## PROBLEM TO SOLVE
Recast each line of the rows below as a JSON list of strings, one string per line, with blank lines skipped. Leave the pictures out.

## DATA ENTRIES
● ● ● ●

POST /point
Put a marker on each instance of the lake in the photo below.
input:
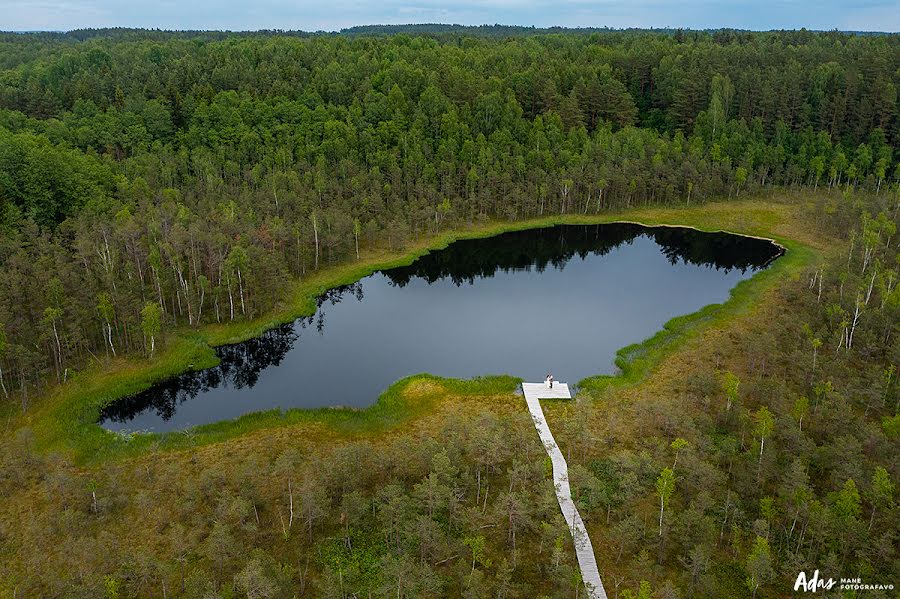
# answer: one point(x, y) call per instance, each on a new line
point(558, 300)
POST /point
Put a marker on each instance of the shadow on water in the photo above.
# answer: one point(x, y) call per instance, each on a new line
point(565, 297)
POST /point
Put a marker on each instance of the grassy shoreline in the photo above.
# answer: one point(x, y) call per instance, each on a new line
point(65, 420)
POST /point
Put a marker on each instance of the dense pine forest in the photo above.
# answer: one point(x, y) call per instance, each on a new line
point(152, 183)
point(168, 181)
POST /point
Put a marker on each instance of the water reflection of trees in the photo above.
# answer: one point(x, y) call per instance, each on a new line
point(468, 260)
point(463, 261)
point(239, 367)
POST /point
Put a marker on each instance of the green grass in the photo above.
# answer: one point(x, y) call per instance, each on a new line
point(637, 360)
point(66, 419)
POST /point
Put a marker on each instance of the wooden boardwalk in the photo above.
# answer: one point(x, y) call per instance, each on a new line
point(583, 549)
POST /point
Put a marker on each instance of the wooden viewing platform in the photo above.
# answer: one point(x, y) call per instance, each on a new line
point(584, 551)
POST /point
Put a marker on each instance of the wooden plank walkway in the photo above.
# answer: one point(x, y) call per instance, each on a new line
point(583, 549)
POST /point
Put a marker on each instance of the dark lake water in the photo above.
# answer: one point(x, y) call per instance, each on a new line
point(561, 300)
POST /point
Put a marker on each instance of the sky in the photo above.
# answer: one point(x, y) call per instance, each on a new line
point(331, 15)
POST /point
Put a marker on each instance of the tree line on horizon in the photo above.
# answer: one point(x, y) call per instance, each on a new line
point(152, 181)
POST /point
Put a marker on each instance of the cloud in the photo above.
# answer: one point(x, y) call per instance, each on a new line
point(336, 14)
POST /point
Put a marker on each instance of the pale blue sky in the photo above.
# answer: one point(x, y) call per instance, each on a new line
point(876, 15)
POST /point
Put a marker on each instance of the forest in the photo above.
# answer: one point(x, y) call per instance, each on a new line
point(155, 183)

● ● ● ●

## FULL OUTPUT
[
  "POST /point",
  "Put a marker on each instance of the lake in the photo below.",
  "input:",
  "# answer: one point(x, y) call per instance, each on a new line",
  "point(558, 300)",
  "POST /point",
  "Put a marker on each instance of the shadow on water in the photo above.",
  "# answer: one point(x, y) call per instance, each on a new line",
  "point(565, 297)",
  "POST /point",
  "Put a marker on each instance of the grassy shoreline in the photo above.",
  "# answer: one point(x, y) call per instance, each on a new line",
  "point(65, 420)",
  "POST /point",
  "Put a marker on each instance of the dense pine forest in the photo above.",
  "# answer: one point(x, y) call per instance, each on a new line",
  "point(152, 183)",
  "point(168, 181)",
  "POST /point",
  "Put a marker on each instance of the water reflection of trees in the photo above.",
  "# answer: one point(x, y) call per instance, each on a new line",
  "point(468, 260)",
  "point(463, 261)",
  "point(239, 367)",
  "POST /point",
  "Put a marker on each instance of the green grass in the photo above.",
  "# answer: one point(x, y) call per instance, each on a new line",
  "point(637, 360)",
  "point(66, 419)",
  "POST /point",
  "Put a marker on each instance of the wooden boardwalk in the photo above.",
  "# answer: one point(x, y) call per instance, each on a new line",
  "point(583, 549)",
  "POST /point",
  "Put a marker on each instance of the wooden viewing platform in the photo above.",
  "# answer: one point(x, y) call per instance, each on a new line",
  "point(584, 551)",
  "POST /point",
  "Put a marker on each instance of the wooden plank walkway in the photo above.",
  "# answer: one point(x, y) call per instance, each on a new line",
  "point(583, 549)",
  "POST /point",
  "Put a marker on each instance of the dark lake water in the photo above.",
  "# answer: one point(x, y) call per instance, each on a new line",
  "point(561, 300)",
  "POST /point",
  "Put a marker on each instance of the sky in the photo above.",
  "# answer: one point(x, y) call per instance, each on a new line",
  "point(331, 15)",
  "POST /point",
  "Put a marker on each instance of the tree line on horizon in the photo above.",
  "# answer: one point(x, y) call per instance, each on a new line",
  "point(152, 181)",
  "POST /point",
  "Put a marker on each instance of the cloud in the photo above.",
  "# answer: one point(x, y) call per instance, each on a new line",
  "point(336, 14)",
  "POST /point",
  "Put a marker on each instance of the pale blue sky in the photo above.",
  "# answer: one point(x, y) call per instance, each on a new line",
  "point(876, 15)",
  "POST /point",
  "Put a marker on each instance of the forest in the photo above.",
  "# answer: one point(x, y) call per instance, each on a new line",
  "point(155, 183)"
]